--- START ---

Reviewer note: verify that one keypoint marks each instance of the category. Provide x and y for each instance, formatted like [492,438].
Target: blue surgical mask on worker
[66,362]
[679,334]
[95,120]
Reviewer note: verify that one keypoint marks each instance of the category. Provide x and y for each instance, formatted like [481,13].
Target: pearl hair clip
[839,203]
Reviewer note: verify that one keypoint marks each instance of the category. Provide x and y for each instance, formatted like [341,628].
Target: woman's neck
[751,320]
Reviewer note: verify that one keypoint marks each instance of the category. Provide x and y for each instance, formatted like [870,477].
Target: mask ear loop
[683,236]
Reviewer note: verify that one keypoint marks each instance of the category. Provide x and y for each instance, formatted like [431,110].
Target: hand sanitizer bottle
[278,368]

--- END ---

» **Required task**
Update the data above by changing every "Reviewer note" to "Annotator note" and leaving everything else as it is.

» **Worked solution**
Annotator note: verify that one keypoint marks each instance of the category. Provide x and y for each instance, formatted like [492,438].
Target: blue surgical mask on worker
[66,362]
[679,334]
[95,120]
Annotator note: verify that one keypoint marks each instance of the category. Provide x and y for each instance, formatted like [481,13].
Target: pearl hair clip
[839,203]
Annotator note: verify that one keypoint marks each instance of the category. Provide x and y for each instance, formatted like [341,628].
Target: woman's neck
[751,320]
Annotator note: verify that one keypoint marks each instance of the category. Provide x and y for each instance, formatted like [870,477].
Target: mask ear loop
[683,236]
Annotator note: verify that one keypoint marks each instance of the category. Provide x and y for each instance, formatted like [431,110].
Target: hand sanitizer bottle
[278,368]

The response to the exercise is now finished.